__Istruzione scritta A__. Modifica le voci a partire dalla riga che contiene "Target: white sock" e fino alla riga che contiene "x=250 y=161", entrambe incluse, sostituendo "pin" con "marker" e lasciando tutto il resto invariato. Riporta soltanto queste righe.

__Brano scelto__.
Le aziende licenziano perché falliscono, o sono in crisi, o vogliono abbattere i costi del personale, o chiudono. In tutti i casi la legge riconosce il loro diritto di licenziare, anche se le obbliga a ricercare prima un accordo con le parti sociali. Mai viene messa in discussione la decisione finale! Come recita l’incipit del comma 9 dell’articolo 4: “Raggiunto l’accordo sindacale ovvero esaurita la procedura …, l’impresa ha facoltà di licenziare …, nel rispetto dei termini di preavviso”.

Alla fine il processo ha due sbocchi: o un accordo che riduce il numero dei licenziati o il ricorso alla cassa integrazione - che non interrompe il rapporto di lavoro - fino al massimo consentito con un rientro o una nuova procedura di licenziamento collettivo. Posso contare sulle dita di una mano i casi conclusi con la rinuncia dell’azienda a licenziare e la revoca della procedura. Taccio i casi nei quali, per evitare i licenziamenti o ridurne il numero, si accetta il demansionamento e/o la modifica dell’orario di lavoro.

Alla fine, l’attività principale da parte sindacale - quando si riesce a contenere gli esuberi – è quella di monetizzare al costo più alto possibile la scelta dei lavoratori di arrivare ad un accomodamento che consenta a chi accetti il licenziamento di implementare la liquidazione, e di accedere comunque alla Naspi. In genere ogni azienda (e ogni consulente mediamente capace) mette in conto un costo per evitare i contenziosi individuali, perché anche nei licenziamenti collettivi ci sono regole di selezione (articolo 5 della legge 223). Qualora il licenziamento del personale sia parziale, può comportare un contenzioso individuale che si potrebbe concludere - per i lavoratori cui ancora si applica l’articolo 18 - con un annullamento del licenziamento e in ogni caso con una monetizzazione.

E’ una macchina infernale che stritola i lavoratori e condanna il sindacato al ruolo di garante della procedura, impotente a difendere il diritto a mantenere il posto di lavoro.

Unica scelta che la Filcams e spesso anche Fisascat Cisl e Uiltucs fanno, per non condividere il licenziamento forzoso, è quella di non firmare accordi che prevedano licenziamenti senza il consenso degli interessati, anche di un singolo lavoratore, anche a costo di far “saltare il banco” della procedura e non firmare nemmeno per quelli disponibili. Una scelta che talvolta i singoli lavoratori che si sono rassegnati al licenziamento e hanno patteggiato una buona uscita non comprendono più, perché a quel punto diventa una faccenda individuale.

I padroni e parte del mondo sindacale ritengono i licenziamenti parte fisiologica della vita, e che l’unica soluzione sia governare il periodo di disoccupazione tra un licenziamento e l’altro. A noi pare un obiettivo percorribile, per attenuare l’impatto delle procedure di licenziamento per le aziende in crisi, quello di puntare ad accordi di riduzione dell’orario, con una compensazione salariale coperta dagli ammortizzatori sociali (contratti di solidarietà).

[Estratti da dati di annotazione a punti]
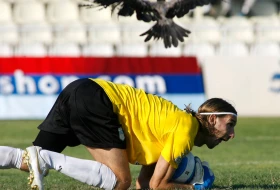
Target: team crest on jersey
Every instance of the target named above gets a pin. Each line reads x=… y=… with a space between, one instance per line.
x=178 y=160
x=121 y=134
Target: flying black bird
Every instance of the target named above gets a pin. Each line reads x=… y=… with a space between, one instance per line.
x=160 y=11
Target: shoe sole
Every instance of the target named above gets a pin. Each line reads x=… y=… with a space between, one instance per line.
x=32 y=173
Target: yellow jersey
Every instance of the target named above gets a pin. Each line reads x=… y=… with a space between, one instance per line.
x=152 y=125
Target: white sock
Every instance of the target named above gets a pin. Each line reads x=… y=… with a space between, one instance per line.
x=87 y=171
x=10 y=157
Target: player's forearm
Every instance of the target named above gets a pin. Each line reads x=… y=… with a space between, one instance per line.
x=172 y=186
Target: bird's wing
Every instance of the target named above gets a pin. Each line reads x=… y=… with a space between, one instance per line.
x=181 y=7
x=141 y=5
x=144 y=9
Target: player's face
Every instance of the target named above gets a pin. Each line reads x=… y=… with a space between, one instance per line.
x=223 y=130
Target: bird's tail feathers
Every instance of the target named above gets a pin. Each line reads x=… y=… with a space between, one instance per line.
x=170 y=33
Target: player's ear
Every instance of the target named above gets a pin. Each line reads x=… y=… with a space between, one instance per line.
x=212 y=119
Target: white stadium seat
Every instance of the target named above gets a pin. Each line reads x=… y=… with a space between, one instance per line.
x=265 y=49
x=31 y=50
x=39 y=32
x=29 y=11
x=204 y=30
x=63 y=11
x=132 y=50
x=267 y=28
x=72 y=32
x=95 y=15
x=131 y=32
x=64 y=50
x=5 y=12
x=233 y=49
x=9 y=33
x=199 y=50
x=98 y=50
x=237 y=28
x=157 y=49
x=6 y=50
x=108 y=32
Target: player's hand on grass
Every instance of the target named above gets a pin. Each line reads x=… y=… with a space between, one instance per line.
x=208 y=178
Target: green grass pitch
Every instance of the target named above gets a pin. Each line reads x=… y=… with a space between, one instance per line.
x=250 y=161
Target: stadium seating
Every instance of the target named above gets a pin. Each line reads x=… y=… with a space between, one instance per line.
x=66 y=29
x=199 y=50
x=265 y=49
x=64 y=50
x=132 y=50
x=232 y=49
x=29 y=11
x=237 y=28
x=98 y=50
x=63 y=11
x=31 y=50
x=39 y=32
x=6 y=12
x=74 y=32
x=204 y=30
x=108 y=32
x=6 y=50
x=157 y=49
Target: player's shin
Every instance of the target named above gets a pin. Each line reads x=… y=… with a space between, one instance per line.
x=10 y=157
x=87 y=171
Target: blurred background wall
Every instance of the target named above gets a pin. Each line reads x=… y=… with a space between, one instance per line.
x=232 y=52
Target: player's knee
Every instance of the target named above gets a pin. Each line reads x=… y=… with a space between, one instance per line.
x=123 y=182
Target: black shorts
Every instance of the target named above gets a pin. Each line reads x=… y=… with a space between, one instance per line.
x=82 y=114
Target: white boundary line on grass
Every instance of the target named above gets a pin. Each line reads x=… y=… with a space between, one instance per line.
x=247 y=163
x=261 y=138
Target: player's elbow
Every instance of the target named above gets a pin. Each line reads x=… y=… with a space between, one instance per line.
x=155 y=184
x=123 y=183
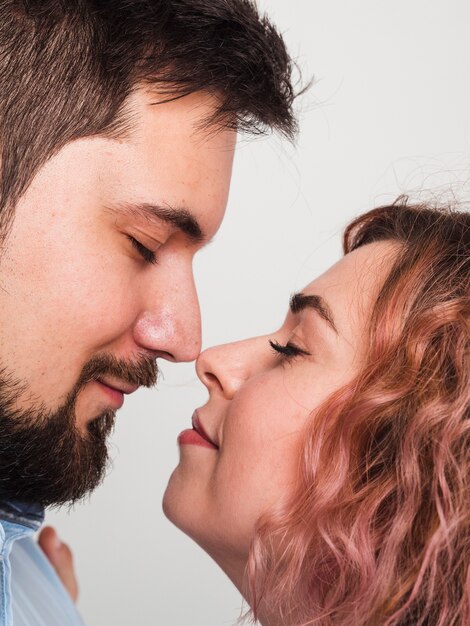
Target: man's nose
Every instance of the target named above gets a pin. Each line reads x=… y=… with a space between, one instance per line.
x=169 y=325
x=224 y=369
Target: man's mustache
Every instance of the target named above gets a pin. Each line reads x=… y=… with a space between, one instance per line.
x=143 y=373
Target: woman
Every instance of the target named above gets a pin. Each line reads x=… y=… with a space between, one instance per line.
x=329 y=472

__Istruzione scritta B__. Quali sigle sindacali sono nominate nel brano sui licenziamenti collettivi? Elencale tutte.

__Soluzione A__.
Target: white sock
Every instance of the target named above gets a marker. Each line reads x=… y=… with a space between, one instance per line.
x=87 y=171
x=10 y=157
Target: player's forearm
Every instance of the target named above gets a marker. Each line reads x=… y=… with a space between, one instance per line.
x=172 y=186
Target: bird's wing
Every instance of the target named above gets a marker. Each line reads x=… y=… with a space between, one instance per line.
x=181 y=7
x=141 y=5
x=144 y=9
Target: player's face
Every instance of the target named above gets a marker. Each line reads x=… y=… with a space between, one instance per line.
x=223 y=130
Target: bird's tail feathers
Every instance of the target named above gets a marker. Each line reads x=… y=… with a space between, one instance per line.
x=170 y=33
Target: player's ear
Every instance of the target named above gets a marker. Each line reads x=… y=… with a space between, one instance per line.
x=212 y=119
Target: white stadium seat
Every instance of the target named above gets a marker. Each line reads x=… y=… with a space between, one instance per line.
x=265 y=49
x=31 y=50
x=39 y=32
x=29 y=11
x=204 y=30
x=63 y=11
x=132 y=50
x=267 y=28
x=72 y=32
x=95 y=15
x=131 y=32
x=64 y=50
x=5 y=12
x=233 y=49
x=9 y=33
x=199 y=50
x=98 y=50
x=237 y=28
x=157 y=49
x=6 y=50
x=108 y=32
Target: player's hand on grass
Every instance of the target named above gets a marker. Each line reads x=… y=… with a space between, one instance per line.
x=208 y=178
Target: green grass pitch
Every instance of the target named above gets a marker. Each line reads x=… y=… with a space between, one instance per line.
x=250 y=161

__Soluzione B__. Filcams, Fisascat Cisl, Uiltucs